**WORK REQUIRED**. What is needed is a word-for-word restatement of all the entries.

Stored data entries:
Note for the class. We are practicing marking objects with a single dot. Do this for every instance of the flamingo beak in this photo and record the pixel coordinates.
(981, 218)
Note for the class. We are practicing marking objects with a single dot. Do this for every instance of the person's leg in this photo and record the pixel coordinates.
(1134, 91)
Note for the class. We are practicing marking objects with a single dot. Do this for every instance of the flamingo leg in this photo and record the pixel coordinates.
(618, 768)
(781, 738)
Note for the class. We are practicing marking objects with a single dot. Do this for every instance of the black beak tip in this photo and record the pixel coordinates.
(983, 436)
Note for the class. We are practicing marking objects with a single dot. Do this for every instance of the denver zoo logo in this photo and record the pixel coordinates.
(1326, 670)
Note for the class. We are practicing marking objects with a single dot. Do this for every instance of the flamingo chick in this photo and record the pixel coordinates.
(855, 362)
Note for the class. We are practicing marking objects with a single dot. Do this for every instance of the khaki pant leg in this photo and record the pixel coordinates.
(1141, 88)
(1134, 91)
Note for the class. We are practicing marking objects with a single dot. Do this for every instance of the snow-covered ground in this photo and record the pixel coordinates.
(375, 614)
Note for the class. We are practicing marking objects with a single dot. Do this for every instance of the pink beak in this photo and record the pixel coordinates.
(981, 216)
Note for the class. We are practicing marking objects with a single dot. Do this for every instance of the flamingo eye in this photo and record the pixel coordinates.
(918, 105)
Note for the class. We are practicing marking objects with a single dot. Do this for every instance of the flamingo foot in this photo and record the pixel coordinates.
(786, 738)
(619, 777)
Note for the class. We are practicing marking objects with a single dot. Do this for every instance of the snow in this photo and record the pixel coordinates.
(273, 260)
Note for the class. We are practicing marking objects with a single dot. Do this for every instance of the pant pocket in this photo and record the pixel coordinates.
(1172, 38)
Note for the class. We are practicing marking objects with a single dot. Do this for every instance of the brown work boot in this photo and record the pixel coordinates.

**TASK ANSWER**.
Note for the class. We are practicing marking objects with a single dot. Do this for every instance of the flamingo beak in this photo and record the pixel coordinates.
(981, 218)
Note for the class. We are practicing marking objects with a single dot. Do this for every instance of the person's leg in this photo and record the pixel coordinates.
(1134, 91)
Note for the class. We are practicing marking objects with a single dot. Do this for every instance of the flamingo leg in this photo and record the pixel coordinates.
(618, 768)
(781, 738)
Note for the class. We are practicing marking objects with a single dot. Do this for every instance of the black beak tip in this photo and record the pixel coordinates.
(983, 436)
Note for the class. We are practicing marking objects with a single dot. Do this for every instance of the denver zoo logo in this photo and record the pixel coordinates.
(1326, 670)
Note for the class. We are practicing marking objects with a single dot. Do this for every instance of the flamingo chick in this photo and record the pixel coordinates.
(855, 362)
Note for the class. We are practicing marking objects with a single dot. Do this for every instance of the khaki pant leg in this photo and record the pixel coordinates.
(1141, 88)
(1134, 91)
Note for the class. We are practicing marking objects with a single dot. Do this for every instance of the snow-covered ground in this photo and record the pixel coordinates.
(375, 614)
Note for the class. We are practicing marking objects with a single dot. Do this for every instance of the pink beak in this photo and record the pixel coordinates.
(981, 216)
Note for the class. We are practicing marking objects with a single dot. Do this for every instance of the flamingo eye in this photo and record the pixel coordinates.
(918, 105)
Note for the class. We are practicing marking objects with a single dot. Do this for every instance of the flamingo foot in this photo and record the pixel coordinates.
(786, 738)
(619, 777)
Note for the class. We are practicing marking objects with a single dot. Do this for every instance of the snow in this photo and record the pixel coordinates.
(273, 260)
Note for the class. We are practicing marking objects with a single dot. Do this for every instance of the pant pocket in this photo and record the pixel coordinates.
(1172, 38)
Note for the class. We are practicing marking objects with a single dot. Do this for every instance of the brown work boot in this photo and record the pixel coordinates.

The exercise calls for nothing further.